Il 20 e 21 settembre si terrà il referendum confermativo sul taglio dei parlamentari, e con ogni probabilità vincerà il . Invitandovi a votare “No”, ritengo corretto chiarire subito una mia opinione: dal giorno dopo il referendum *non* vivremo una democrazia mutilata; non ci sarà la fine del parlamentarismo; non ci saranno scompensi e inefficienze tali da dovervi allarmare. Non è questa scadente riforma a essere pericolosa. Certo, non la ritengo neanche migliorativa, anzi, ma ritengo molto più pericoloso della riforma in sé ciò che a questa riforma ha portato.
Un fenomeno che nasce più di 25 anni fa e può essere rappresentato da questo episodio: “Nel 1969, il professor Philip Zimbardo dell’Università di Stanford, condusse un esperimento di psicologia sociale. Prese due auto identiche e le abbandonò per la strada in due posti molto diversi: una nel Bronx, la zona degradata di New York e l’altra a Palo Alto, zona ricca della California. In poche ore l’auto nel Bronx fu saccheggiata e distrutta. L’auto lasciata a Palo Alto, invece, rimase intatta. Sarebbe facile attribuire le cause del crimine alla povertà del quartiere, ma l’esperimento continuò. Quando, dopo una settimana, l’auto di Palo Alto era ancora illesa, i ricercatori decisero di romperle un vetro. Il risultato cambiò. Furti e vandalismo ridussero il veicolo ad un rottame. Come nel Bronx. Perchè il vetro rotto in un’auto abbandonata in un quartiere tranquillo è in grado di innescare un processo criminale? Non è la povertà, ma qualcosa che ha a che fare con il comportamento umano. Un vetro rotto in un’auto abbandonata trasmette un senso di disinteresse e assenza di regole. E ogni nuovo attacco subito dall’auto ribadisce quell’idea. Successivi esperimenti hanno dimostrato che, se dopo aver rotto il vetro di una finestra di un edificio, non viene riparato, verranno presto rotti tutti gli altri.”
****
## COSA FARE
Nell'estratto sul referendum, in quale anno Philip Zimbardo condusse l'esperimento con le due auto identiche?
****
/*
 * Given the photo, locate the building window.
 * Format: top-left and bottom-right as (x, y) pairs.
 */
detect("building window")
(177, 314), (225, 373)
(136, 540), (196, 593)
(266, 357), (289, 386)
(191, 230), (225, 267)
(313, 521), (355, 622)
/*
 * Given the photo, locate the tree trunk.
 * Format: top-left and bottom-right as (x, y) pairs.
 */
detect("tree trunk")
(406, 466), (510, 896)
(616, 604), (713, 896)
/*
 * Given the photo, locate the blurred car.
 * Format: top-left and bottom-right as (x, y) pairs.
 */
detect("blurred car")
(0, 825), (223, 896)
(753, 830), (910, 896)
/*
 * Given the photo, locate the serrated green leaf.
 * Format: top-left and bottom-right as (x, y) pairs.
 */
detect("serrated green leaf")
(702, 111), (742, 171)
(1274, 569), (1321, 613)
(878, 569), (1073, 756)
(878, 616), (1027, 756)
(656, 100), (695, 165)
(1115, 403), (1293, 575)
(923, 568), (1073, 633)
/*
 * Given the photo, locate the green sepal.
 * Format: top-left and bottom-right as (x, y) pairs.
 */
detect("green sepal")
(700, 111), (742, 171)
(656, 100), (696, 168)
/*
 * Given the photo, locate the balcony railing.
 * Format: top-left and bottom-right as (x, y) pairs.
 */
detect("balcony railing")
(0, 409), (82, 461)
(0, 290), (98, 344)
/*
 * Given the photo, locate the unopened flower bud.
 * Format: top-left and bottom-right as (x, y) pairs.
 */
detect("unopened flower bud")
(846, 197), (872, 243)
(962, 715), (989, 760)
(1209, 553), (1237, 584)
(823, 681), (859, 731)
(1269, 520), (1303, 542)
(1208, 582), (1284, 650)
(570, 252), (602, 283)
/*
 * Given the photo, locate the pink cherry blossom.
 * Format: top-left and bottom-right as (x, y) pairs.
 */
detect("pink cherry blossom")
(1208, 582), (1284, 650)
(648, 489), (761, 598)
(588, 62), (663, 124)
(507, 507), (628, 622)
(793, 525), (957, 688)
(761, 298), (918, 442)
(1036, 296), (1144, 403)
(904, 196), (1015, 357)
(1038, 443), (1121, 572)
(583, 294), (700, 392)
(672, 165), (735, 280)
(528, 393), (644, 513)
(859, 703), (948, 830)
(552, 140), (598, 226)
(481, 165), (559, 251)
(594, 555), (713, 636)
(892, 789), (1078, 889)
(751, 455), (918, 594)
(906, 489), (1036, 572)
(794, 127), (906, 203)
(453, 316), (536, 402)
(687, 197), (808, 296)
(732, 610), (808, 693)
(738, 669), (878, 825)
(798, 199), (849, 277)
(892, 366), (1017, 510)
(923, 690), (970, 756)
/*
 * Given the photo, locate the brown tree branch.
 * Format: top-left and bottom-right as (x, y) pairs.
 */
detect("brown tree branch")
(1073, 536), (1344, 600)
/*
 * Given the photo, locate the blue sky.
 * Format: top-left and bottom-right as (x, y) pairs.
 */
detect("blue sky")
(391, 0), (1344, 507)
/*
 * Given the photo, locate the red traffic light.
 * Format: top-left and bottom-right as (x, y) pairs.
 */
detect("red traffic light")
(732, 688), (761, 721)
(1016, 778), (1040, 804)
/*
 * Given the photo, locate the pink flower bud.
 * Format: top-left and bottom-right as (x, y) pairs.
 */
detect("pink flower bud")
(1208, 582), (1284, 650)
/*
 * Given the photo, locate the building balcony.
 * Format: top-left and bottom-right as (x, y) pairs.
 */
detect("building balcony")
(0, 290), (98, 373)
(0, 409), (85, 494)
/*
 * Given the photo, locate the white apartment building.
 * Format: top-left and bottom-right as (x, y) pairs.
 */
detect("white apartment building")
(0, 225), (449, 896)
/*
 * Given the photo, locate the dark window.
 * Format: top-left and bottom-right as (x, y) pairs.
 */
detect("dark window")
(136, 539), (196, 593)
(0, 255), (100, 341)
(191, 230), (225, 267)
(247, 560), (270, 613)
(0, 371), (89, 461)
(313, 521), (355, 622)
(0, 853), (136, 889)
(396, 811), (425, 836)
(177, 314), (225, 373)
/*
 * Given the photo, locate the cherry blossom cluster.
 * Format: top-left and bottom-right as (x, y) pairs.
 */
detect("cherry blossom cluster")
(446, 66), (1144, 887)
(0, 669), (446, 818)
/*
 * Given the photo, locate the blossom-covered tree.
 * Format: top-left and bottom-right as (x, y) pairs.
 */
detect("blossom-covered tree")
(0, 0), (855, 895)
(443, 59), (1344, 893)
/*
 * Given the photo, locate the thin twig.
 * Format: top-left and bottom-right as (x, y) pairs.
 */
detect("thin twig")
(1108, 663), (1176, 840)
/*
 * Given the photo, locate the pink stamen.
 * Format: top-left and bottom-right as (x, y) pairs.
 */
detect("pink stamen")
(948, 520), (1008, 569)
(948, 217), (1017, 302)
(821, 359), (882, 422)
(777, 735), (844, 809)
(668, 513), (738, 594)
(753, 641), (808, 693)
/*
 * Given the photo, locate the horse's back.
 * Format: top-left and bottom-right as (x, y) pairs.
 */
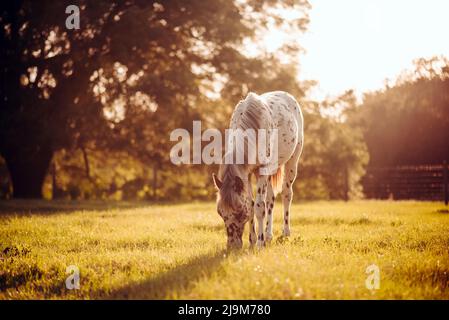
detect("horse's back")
(260, 91), (304, 165)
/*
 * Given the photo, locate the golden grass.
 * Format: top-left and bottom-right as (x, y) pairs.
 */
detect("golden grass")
(0, 201), (449, 299)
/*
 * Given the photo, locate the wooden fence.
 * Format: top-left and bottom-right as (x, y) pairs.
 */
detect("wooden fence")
(362, 162), (448, 205)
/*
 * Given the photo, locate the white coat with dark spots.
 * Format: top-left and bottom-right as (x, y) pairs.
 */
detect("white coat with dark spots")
(213, 91), (304, 247)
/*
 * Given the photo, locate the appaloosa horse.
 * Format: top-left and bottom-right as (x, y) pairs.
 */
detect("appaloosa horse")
(213, 91), (304, 248)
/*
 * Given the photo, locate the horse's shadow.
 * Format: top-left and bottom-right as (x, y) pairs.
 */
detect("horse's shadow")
(104, 250), (227, 300)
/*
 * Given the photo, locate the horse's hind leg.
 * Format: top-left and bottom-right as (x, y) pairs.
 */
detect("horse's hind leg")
(248, 176), (257, 247)
(282, 145), (301, 237)
(254, 176), (268, 248)
(265, 183), (274, 243)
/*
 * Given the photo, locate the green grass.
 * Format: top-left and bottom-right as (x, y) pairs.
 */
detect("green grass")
(0, 201), (449, 299)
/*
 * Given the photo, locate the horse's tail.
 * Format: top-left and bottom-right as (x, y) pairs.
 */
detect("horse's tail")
(271, 165), (284, 196)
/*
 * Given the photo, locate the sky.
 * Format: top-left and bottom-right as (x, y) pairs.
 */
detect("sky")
(266, 0), (449, 98)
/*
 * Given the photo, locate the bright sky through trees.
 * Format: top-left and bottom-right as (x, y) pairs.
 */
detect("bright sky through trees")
(258, 0), (449, 98)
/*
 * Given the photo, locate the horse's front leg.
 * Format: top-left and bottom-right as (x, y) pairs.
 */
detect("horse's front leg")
(254, 176), (268, 248)
(248, 177), (257, 247)
(265, 181), (275, 243)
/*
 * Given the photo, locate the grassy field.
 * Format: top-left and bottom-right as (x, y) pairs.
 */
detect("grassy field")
(0, 201), (449, 299)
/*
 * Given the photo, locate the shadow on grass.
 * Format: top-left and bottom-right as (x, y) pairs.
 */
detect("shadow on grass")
(102, 250), (228, 299)
(0, 199), (152, 215)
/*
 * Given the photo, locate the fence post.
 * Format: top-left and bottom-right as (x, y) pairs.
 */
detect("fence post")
(443, 160), (449, 205)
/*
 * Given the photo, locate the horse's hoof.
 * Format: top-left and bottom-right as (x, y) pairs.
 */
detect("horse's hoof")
(265, 233), (273, 243)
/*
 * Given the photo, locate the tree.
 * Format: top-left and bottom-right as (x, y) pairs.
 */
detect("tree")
(351, 57), (449, 167)
(0, 0), (308, 198)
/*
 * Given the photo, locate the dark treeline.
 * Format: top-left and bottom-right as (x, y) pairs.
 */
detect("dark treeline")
(0, 0), (449, 200)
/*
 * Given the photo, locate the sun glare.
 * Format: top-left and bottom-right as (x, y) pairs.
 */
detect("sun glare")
(248, 0), (449, 99)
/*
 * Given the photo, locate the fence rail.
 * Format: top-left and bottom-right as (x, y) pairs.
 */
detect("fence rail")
(362, 162), (448, 205)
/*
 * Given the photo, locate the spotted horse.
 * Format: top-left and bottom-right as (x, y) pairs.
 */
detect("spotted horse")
(213, 91), (304, 248)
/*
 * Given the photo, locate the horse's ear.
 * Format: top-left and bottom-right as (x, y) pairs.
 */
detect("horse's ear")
(212, 173), (223, 190)
(234, 176), (243, 193)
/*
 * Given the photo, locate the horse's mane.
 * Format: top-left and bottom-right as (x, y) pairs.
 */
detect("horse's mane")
(218, 164), (240, 209)
(215, 92), (267, 208)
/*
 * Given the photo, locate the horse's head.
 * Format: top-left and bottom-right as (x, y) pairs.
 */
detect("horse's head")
(213, 174), (252, 249)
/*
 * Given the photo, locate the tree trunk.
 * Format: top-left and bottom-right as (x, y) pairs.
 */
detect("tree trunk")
(5, 146), (53, 199)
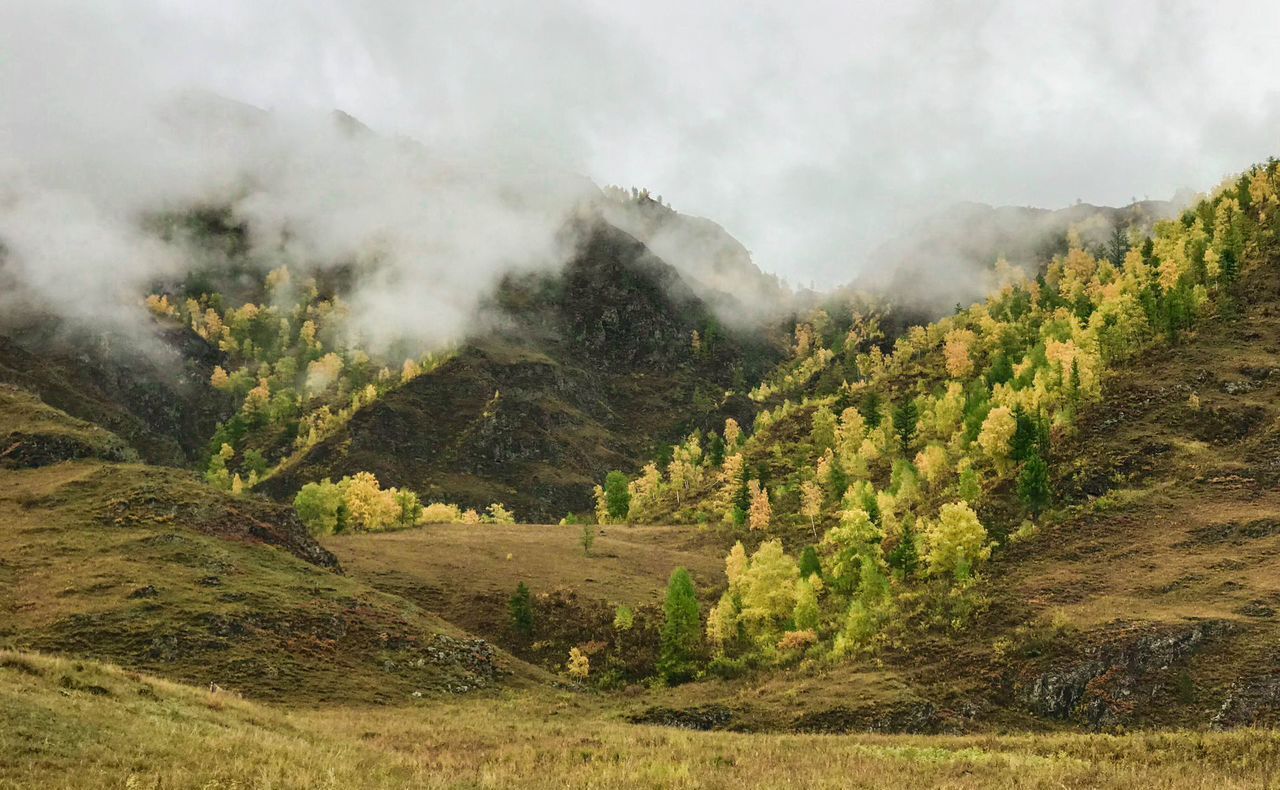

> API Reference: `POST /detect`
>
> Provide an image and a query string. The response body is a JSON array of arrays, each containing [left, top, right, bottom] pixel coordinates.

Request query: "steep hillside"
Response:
[[852, 200, 1179, 318], [0, 316, 232, 466], [600, 187, 796, 328], [261, 224, 777, 521]]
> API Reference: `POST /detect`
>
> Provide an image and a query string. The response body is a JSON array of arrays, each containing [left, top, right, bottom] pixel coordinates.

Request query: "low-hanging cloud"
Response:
[[0, 0, 1280, 338]]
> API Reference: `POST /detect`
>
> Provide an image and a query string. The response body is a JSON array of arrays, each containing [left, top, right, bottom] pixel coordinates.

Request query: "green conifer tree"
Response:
[[657, 567, 703, 684]]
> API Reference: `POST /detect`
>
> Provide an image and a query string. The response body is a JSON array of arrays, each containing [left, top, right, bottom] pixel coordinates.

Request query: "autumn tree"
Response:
[[564, 647, 591, 680], [809, 405, 836, 451], [740, 540, 800, 647], [604, 470, 631, 521], [978, 406, 1018, 472], [942, 329, 978, 379], [746, 480, 773, 531], [923, 502, 991, 580]]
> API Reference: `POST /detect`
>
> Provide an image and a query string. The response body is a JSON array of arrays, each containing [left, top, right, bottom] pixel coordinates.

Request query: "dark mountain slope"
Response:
[[262, 224, 777, 520], [0, 318, 232, 466]]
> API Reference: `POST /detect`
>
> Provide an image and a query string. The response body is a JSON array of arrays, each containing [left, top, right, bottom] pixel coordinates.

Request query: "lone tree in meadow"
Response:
[[604, 470, 631, 521], [657, 567, 703, 684], [507, 581, 534, 636]]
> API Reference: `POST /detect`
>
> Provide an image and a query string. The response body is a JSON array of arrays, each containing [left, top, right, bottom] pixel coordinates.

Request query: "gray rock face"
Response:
[[1210, 675, 1280, 730], [1015, 620, 1231, 730]]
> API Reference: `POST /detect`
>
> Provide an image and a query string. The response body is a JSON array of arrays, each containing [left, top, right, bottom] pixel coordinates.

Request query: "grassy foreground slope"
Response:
[[0, 461, 527, 704], [0, 652, 1280, 790]]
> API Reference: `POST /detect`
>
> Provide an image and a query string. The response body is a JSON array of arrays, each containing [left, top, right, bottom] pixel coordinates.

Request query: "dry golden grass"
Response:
[[0, 652, 1280, 790], [324, 524, 732, 612]]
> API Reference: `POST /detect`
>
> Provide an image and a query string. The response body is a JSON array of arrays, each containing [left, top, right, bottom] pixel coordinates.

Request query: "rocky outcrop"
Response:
[[630, 705, 733, 730], [1210, 675, 1280, 730], [791, 700, 941, 734], [1015, 620, 1231, 730]]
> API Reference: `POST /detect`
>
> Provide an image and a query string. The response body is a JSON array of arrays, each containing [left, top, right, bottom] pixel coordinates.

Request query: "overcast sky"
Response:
[[0, 0, 1280, 284]]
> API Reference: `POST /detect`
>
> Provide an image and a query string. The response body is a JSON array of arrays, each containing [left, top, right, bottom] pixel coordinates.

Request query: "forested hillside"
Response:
[[596, 161, 1277, 708]]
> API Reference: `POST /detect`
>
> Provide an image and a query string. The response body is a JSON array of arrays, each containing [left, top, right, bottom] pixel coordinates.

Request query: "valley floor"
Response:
[[0, 652, 1280, 790]]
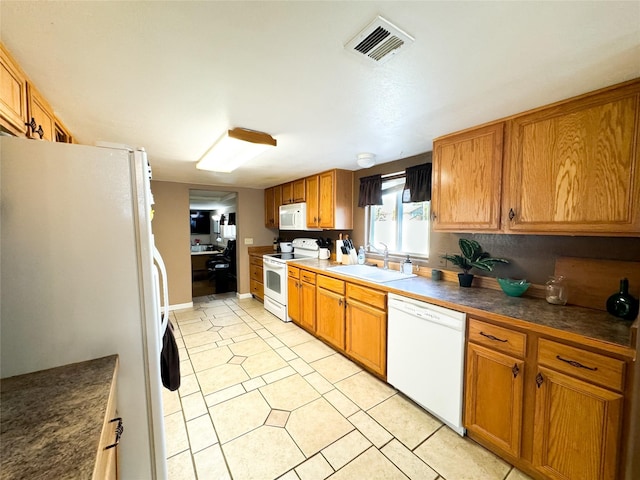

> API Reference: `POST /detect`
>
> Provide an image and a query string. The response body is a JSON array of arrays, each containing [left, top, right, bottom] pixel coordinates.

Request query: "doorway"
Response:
[[189, 189, 238, 298]]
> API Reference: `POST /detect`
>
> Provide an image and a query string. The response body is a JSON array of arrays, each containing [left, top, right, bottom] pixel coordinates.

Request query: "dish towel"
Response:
[[160, 320, 180, 392]]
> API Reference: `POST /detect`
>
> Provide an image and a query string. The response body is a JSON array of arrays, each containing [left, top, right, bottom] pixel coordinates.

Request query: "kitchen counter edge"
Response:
[[0, 355, 118, 480]]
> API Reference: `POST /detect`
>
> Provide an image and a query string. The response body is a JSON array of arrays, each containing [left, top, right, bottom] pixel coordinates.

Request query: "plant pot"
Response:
[[458, 273, 473, 287]]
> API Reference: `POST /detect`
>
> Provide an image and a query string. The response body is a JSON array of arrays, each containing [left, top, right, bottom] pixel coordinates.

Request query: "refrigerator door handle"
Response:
[[153, 245, 169, 338]]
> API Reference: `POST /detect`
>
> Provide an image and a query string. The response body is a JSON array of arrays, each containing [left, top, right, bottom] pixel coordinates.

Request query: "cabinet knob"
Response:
[[104, 417, 124, 450], [25, 117, 38, 132]]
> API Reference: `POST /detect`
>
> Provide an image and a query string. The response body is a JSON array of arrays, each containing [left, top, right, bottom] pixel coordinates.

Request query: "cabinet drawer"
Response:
[[317, 275, 344, 295], [469, 318, 527, 358], [287, 266, 300, 279], [249, 279, 264, 298], [251, 265, 263, 283], [538, 338, 625, 392], [347, 283, 387, 310], [300, 270, 316, 285]]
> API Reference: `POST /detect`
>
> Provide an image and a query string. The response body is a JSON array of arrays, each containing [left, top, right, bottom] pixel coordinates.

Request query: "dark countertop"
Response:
[[291, 259, 634, 348], [0, 355, 118, 480]]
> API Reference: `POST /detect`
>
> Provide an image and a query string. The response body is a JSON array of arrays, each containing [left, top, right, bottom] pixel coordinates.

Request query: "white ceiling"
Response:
[[0, 0, 640, 188]]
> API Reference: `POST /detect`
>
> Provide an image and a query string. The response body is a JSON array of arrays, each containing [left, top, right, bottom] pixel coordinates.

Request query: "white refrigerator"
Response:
[[0, 137, 168, 480]]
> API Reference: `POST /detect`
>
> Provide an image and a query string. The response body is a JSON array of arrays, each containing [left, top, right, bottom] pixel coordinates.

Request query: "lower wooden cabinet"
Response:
[[316, 275, 346, 351], [91, 360, 122, 480], [345, 283, 387, 377], [465, 343, 524, 456], [533, 367, 623, 480], [464, 318, 630, 480], [287, 266, 316, 333], [300, 270, 316, 333]]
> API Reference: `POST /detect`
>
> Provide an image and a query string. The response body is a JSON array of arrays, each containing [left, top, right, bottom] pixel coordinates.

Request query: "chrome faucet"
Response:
[[367, 242, 389, 270]]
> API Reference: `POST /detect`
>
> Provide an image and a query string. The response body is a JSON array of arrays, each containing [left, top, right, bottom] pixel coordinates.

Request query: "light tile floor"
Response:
[[163, 294, 529, 480]]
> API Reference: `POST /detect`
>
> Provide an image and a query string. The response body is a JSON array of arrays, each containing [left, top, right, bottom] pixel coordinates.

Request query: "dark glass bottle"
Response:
[[607, 278, 638, 320]]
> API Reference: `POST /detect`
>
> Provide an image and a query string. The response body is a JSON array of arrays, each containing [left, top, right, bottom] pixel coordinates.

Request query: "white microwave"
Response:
[[280, 203, 307, 230]]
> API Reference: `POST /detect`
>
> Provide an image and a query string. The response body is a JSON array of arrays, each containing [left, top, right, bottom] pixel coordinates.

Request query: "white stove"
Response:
[[262, 238, 320, 322]]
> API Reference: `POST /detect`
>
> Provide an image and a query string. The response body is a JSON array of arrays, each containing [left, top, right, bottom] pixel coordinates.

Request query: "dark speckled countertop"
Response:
[[0, 355, 118, 480], [292, 259, 633, 347]]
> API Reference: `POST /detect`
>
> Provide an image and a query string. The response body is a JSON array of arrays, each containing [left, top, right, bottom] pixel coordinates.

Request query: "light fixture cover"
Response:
[[358, 153, 376, 168], [196, 128, 277, 173]]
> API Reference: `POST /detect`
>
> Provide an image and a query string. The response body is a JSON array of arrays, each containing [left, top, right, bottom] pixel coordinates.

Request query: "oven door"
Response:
[[262, 257, 287, 305]]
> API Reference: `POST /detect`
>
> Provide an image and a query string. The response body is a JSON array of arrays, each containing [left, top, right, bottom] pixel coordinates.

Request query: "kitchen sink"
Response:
[[327, 265, 416, 283]]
****
## RISPOSTA SVOLTA
Nel 1969.